== Required action ==
Return every line of the data exactly as it appears.

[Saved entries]
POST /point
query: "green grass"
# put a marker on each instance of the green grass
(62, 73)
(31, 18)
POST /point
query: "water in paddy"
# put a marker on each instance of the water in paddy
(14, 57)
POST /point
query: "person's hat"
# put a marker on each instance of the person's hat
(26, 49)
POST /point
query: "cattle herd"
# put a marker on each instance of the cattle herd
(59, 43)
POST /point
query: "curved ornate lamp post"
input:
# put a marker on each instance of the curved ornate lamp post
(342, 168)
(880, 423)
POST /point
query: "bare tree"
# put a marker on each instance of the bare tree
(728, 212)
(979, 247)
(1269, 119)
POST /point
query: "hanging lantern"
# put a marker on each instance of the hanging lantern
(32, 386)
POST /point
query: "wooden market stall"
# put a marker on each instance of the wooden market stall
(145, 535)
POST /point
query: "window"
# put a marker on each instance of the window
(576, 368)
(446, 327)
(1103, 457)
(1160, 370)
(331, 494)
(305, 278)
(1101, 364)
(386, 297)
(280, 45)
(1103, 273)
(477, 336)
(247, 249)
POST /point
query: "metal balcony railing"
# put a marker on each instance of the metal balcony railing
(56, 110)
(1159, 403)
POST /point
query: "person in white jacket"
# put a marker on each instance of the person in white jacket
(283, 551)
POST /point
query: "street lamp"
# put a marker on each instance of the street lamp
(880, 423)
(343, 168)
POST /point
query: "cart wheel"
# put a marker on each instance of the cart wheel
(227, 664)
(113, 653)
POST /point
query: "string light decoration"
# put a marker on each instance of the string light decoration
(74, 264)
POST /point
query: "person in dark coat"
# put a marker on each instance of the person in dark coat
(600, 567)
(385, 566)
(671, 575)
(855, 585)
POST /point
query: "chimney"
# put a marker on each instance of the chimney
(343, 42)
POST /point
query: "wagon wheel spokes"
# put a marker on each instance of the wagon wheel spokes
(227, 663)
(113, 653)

== Answer area ==
POST /point
query: "green grass"
# put a marker on each instance of the green grass
(62, 73)
(31, 18)
POST /point
query: "water in paddy"
# put a marker on each instance of the water in paddy
(14, 57)
POST /point
query: "person's hat"
# put a marker on each instance of the person's hat
(26, 49)
POST /point
query: "cattle herd"
# put a marker on each instance of the cattle herd
(59, 43)
POST /point
query: "curved ornate lamp post"
input:
# put a marker on each instance of the curved ornate lamp post
(342, 168)
(880, 423)
POST /point
query: "bare tree"
# put a marker on each instance of the bare tree
(728, 212)
(979, 247)
(1269, 119)
POST /point
query: "hanging lantern"
# put a marker on each instance of the hanging lantern
(32, 386)
POST /point
query: "wooden market stall"
# put a marker on each instance of the wooden market stall
(145, 535)
POST /point
query: "window"
# put a marker on each instance of the window
(576, 368)
(446, 327)
(1103, 457)
(1160, 370)
(331, 494)
(305, 278)
(1101, 364)
(386, 297)
(280, 45)
(1103, 273)
(477, 336)
(247, 249)
POST /point
query: "metal balcony railing"
# put a marker on each instance of the metal balcony railing
(56, 110)
(1159, 403)
POST /point
query: "person in white jacket"
# put a marker on each instance of the person in white jacket
(283, 551)
POST /point
query: "street lamp"
# put a marker on each instance of the street lamp
(880, 423)
(343, 168)
POST /point
query: "cart wheel"
# put a marker on each instance of the cart wheel
(227, 664)
(113, 653)
POST /point
query: "string light decoration"
# put a marker on each instance of the string light decoration
(74, 264)
POST /point
query: "person in dark coat"
# put a marker on each instance of the person in dark coat
(600, 567)
(385, 566)
(671, 575)
(855, 585)
POST /point
query: "chimney"
# put a marker on each instance of the chimney
(343, 42)
POST /point
query: "wagon wheel spokes"
# put a marker on each instance of the wagon wheel spokes
(227, 663)
(113, 653)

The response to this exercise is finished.